** THE EXERCISE **
Copy the material below word for word, omitting the picture.

============

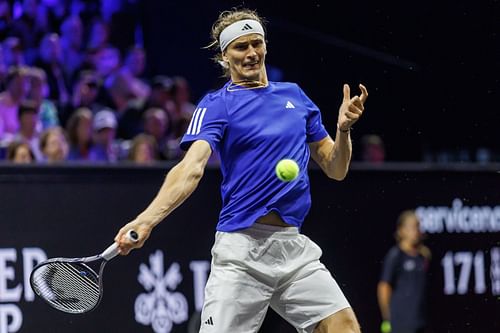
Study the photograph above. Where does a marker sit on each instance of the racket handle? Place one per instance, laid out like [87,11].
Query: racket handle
[112,250]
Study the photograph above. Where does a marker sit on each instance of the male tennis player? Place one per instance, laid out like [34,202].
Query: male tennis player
[259,256]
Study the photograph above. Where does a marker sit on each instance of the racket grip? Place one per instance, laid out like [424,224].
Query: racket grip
[112,250]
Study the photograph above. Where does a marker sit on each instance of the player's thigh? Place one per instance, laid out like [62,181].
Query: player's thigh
[343,321]
[310,297]
[235,301]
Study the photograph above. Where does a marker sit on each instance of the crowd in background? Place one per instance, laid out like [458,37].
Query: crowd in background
[67,93]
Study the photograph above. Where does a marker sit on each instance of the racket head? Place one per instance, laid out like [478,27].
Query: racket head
[68,285]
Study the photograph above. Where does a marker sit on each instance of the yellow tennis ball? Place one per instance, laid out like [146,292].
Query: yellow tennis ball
[287,170]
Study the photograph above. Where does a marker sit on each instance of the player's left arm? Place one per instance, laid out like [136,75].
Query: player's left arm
[334,156]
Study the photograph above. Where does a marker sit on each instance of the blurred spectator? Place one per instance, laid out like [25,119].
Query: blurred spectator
[135,61]
[98,35]
[86,90]
[50,61]
[106,62]
[156,124]
[105,148]
[128,105]
[10,101]
[3,69]
[79,129]
[372,149]
[47,114]
[134,64]
[13,53]
[30,28]
[28,120]
[72,44]
[54,145]
[55,11]
[20,153]
[402,290]
[5,19]
[183,109]
[161,92]
[143,149]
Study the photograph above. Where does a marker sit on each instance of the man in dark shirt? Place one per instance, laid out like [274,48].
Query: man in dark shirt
[402,287]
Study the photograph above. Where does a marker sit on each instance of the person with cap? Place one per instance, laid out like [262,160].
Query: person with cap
[104,148]
[259,258]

============

** SOLUTION TO THIS TASK **
Study the photograph above. Where does a marker sit on each instance of the racket handle? Place one per instance, laid out like [87,11].
Query: racket handle
[112,250]
Study the photograph above. Where does a marker sit on each instance of the male tennis player? Place one per instance, laid out like [34,202].
Query: male tennis player
[259,256]
Study the photograph above. Where does a marker sit on each instance of the racket grip? Place one per instance, laid out like [424,224].
Query: racket grip
[112,250]
Study the photograph above. Where does a marker sit on each instance of the player's thigh? Place one per instance, laid out like [62,181].
Query: player's thigh
[343,321]
[310,297]
[235,301]
Study the photograph above. Where does a marker sit on each instance of the crowd in background? Place one per instance, laid out like [458,37].
Query: crowd in background
[67,93]
Study the photograph above. Where does a marker sit on each instance of the racket head? Place one per instance, laid out like [478,27].
Query: racket head
[68,285]
Study the photograph above. Where does a marker sit on each instance of the yellow tennis ball? Place one per instance, laid out like [146,292].
Query: yellow tennis ball
[287,170]
Study the photograph above. Where does a marker sit on each instance of the player's left arm? Place one per instance, laid out like [136,75].
Query: player's left arm
[334,156]
Study the photograph above. Where does a marker sit on each instance of the blurred spectator? Place one per instance, laid out like [25,119].
Query: blurred spectator
[135,61]
[98,35]
[86,90]
[50,61]
[106,62]
[156,124]
[105,148]
[128,105]
[10,101]
[3,69]
[79,129]
[372,149]
[47,114]
[134,64]
[13,53]
[30,28]
[28,120]
[72,44]
[54,145]
[55,11]
[20,153]
[402,290]
[5,19]
[183,109]
[161,92]
[143,149]
Study the photograph above. Where does a marker sit on each instance of the man in dark shirt? Place one per instance, laid out like [274,48].
Query: man in dark shirt
[402,287]
Study the photograph above. Where does a marker sit on each instance of the person with cap? Place one per instance, laid out like [262,160].
Query: person with cap
[104,148]
[259,258]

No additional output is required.